* STUDY TEXT
Though many people understand metabolism as the process of converting food into the energy the body needs, it also plays a key role in how immune cells work. A growing body of evidence is revealing ways that adjusting metabolism at the cellular level could help immune cells treat disease.
“You can get immune cells to behave differently depending on what they have to use for energy and how they use it,” says Larry Turka, co-founder and chief scientific officer of Rheos Medicines, a new startup formed to exploit these insights.
Rheos has done preliminary work in this emerging field of immunometabolism. The Cambridge, MA-based startup is now unveiling some of what it has done so far, launching with $60 million in financing that it plans to use to advance its research into preclinical studies for inflammation, autoimmune disorders, and more. The Series A round of funding comes entirely from Third Rock Ventures, the venture capital firm that has incubated Rheos for the past year.

* TASK BRIEF
Sum up the piece on immunometabolism in two sentences.

* DATA RECORDS

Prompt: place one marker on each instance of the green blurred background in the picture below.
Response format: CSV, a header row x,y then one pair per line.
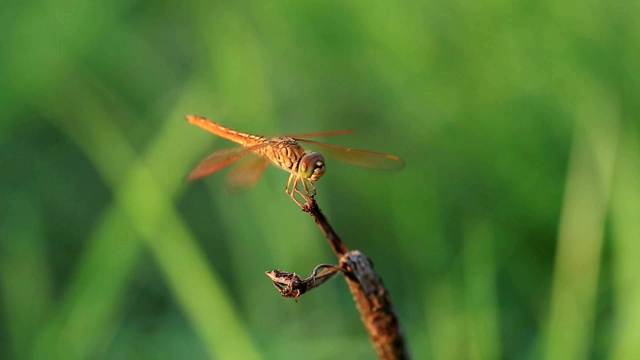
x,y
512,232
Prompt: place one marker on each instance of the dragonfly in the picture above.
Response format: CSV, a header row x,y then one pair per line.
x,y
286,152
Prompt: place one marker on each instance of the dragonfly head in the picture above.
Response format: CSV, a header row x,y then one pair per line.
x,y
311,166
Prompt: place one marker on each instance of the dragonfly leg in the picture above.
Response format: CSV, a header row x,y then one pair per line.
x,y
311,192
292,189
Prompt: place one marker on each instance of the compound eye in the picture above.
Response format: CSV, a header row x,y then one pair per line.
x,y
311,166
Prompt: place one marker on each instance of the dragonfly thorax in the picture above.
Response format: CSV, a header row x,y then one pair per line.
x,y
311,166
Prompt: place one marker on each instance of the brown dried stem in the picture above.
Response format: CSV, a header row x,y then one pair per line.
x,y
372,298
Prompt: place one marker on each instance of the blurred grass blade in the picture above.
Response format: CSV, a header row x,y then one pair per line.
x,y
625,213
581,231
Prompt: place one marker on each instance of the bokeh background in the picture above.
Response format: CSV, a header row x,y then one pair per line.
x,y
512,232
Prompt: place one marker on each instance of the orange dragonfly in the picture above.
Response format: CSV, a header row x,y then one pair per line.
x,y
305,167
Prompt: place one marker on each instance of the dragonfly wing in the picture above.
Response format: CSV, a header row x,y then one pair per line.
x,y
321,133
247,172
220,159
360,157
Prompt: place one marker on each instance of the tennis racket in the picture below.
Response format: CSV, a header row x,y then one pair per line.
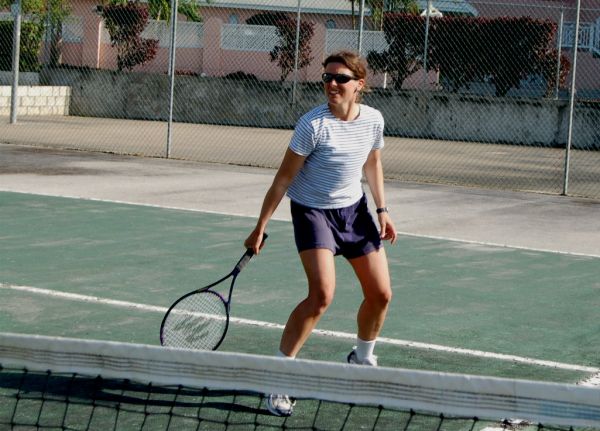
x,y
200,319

* WRITTEN REPLY
Metabolism, besides converting food into energy, plays a key role in how immune cells work, and growing evidence suggests that adjusting it at the cellular level could help immune cells treat disease. Rheos Medicines, a Cambridge, MA-based startup incubated by Third Rock Ventures, is launching with $60 million in Series A financing, all from that firm, to advance its research into preclinical studies for inflammation, autoimmune disorders, and more.